Return the records that follow, matching each one exactly.

>> START Dataset content

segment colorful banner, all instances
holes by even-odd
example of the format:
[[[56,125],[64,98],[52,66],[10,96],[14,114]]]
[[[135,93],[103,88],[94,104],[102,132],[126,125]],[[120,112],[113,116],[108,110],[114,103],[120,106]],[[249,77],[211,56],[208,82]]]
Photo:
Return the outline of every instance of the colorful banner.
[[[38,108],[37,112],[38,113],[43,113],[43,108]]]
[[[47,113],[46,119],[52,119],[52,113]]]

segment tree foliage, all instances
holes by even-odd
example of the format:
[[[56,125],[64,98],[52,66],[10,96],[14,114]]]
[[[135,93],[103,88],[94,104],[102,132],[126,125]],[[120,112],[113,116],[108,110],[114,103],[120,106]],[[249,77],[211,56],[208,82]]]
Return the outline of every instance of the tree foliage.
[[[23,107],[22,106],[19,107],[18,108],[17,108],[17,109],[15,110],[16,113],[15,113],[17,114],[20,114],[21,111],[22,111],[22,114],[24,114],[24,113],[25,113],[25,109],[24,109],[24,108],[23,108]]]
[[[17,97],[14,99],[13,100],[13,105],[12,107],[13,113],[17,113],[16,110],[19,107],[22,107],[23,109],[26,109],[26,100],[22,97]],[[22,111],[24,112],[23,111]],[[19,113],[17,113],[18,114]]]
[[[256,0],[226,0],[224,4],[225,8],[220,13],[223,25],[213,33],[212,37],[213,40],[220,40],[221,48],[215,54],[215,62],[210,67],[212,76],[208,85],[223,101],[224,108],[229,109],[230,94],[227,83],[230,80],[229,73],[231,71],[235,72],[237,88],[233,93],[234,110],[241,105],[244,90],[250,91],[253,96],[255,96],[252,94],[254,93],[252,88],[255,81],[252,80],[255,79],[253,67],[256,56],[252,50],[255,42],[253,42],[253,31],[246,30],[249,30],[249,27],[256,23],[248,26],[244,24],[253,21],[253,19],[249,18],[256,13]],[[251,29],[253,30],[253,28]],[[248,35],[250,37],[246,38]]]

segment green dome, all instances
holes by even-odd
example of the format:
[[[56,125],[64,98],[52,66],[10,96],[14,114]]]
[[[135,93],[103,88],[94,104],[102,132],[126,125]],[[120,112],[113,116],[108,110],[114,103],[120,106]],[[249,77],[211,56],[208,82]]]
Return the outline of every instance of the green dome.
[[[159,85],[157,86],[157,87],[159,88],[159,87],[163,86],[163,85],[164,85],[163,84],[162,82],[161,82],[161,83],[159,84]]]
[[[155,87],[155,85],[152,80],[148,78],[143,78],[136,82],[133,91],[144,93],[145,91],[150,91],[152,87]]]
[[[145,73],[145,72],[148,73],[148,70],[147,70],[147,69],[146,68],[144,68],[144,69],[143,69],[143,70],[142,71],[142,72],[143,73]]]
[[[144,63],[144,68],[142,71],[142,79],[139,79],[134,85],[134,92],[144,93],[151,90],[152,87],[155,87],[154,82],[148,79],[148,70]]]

>> END Dataset content

**Response:**
segment colorful banner, all instances
holes by even-odd
example of the format:
[[[56,125],[64,98],[52,66],[10,96],[14,114]]]
[[[135,93],[103,88],[94,104],[102,132],[126,125]],[[120,112],[113,116],[108,110],[114,103],[120,106]],[[249,77],[211,56],[208,82]]]
Photo:
Return the outline of every instance of the colorful banner.
[[[38,108],[37,112],[38,113],[43,113],[43,108]]]
[[[47,113],[46,119],[52,119],[52,113]]]

segment tree foliage, all instances
holes by even-odd
example of the format:
[[[56,125],[64,98],[52,66],[10,96],[14,114]]]
[[[135,93],[103,88],[94,104],[102,132],[126,125]],[[120,112],[113,116],[108,110],[114,103],[120,106]],[[249,77],[211,56],[208,82]]]
Return the outline of every instance of the tree foliage.
[[[23,107],[22,106],[19,107],[18,108],[17,108],[17,109],[15,110],[16,113],[15,113],[17,114],[20,114],[21,111],[22,111],[22,114],[24,114],[24,113],[25,113],[25,109],[24,109],[24,108],[23,108]]]
[[[17,97],[14,99],[13,100],[13,105],[12,107],[13,113],[17,113],[16,110],[19,107],[22,107],[23,109],[26,109],[26,100],[22,97]],[[22,111],[24,112],[23,111]],[[19,113],[17,113],[18,114]]]
[[[256,0],[226,0],[224,4],[225,8],[220,13],[223,25],[213,33],[212,37],[213,40],[220,40],[221,48],[215,54],[215,62],[210,67],[212,76],[208,85],[223,101],[224,108],[229,109],[230,94],[227,83],[230,80],[229,73],[231,71],[235,72],[237,88],[233,93],[234,110],[241,105],[244,90],[250,91],[253,96],[255,96],[252,94],[254,93],[252,88],[255,81],[252,80],[255,79],[253,67],[256,56],[252,50],[255,42],[253,42],[253,31],[246,30],[249,30],[249,27],[256,23],[248,26],[244,24],[253,21],[253,19],[249,18],[256,13]],[[251,29],[253,30],[253,28]],[[248,35],[250,37],[246,38]]]

segment green dome, all instances
holes by even-odd
example of the format:
[[[56,125],[64,98],[52,66],[10,96],[14,114]]]
[[[135,93],[103,88],[94,104],[102,132],[126,125]],[[120,112],[113,116],[108,110],[114,103],[120,106]],[[249,77],[211,56],[208,82]]]
Return the outline of every instance of the green dome.
[[[159,85],[157,86],[157,87],[159,88],[159,87],[163,86],[163,85],[164,85],[163,84],[162,82],[161,82],[161,83],[159,84]]]
[[[155,87],[155,85],[152,80],[148,78],[143,78],[136,82],[133,91],[144,93],[145,91],[150,91],[152,87]]]
[[[145,73],[145,72],[148,73],[148,70],[147,70],[147,69],[146,68],[144,68],[144,69],[143,69],[143,70],[142,71],[142,72],[143,73]]]
[[[144,63],[144,68],[142,71],[142,79],[139,79],[134,85],[134,92],[144,93],[151,90],[152,87],[155,87],[154,82],[148,79],[148,70]]]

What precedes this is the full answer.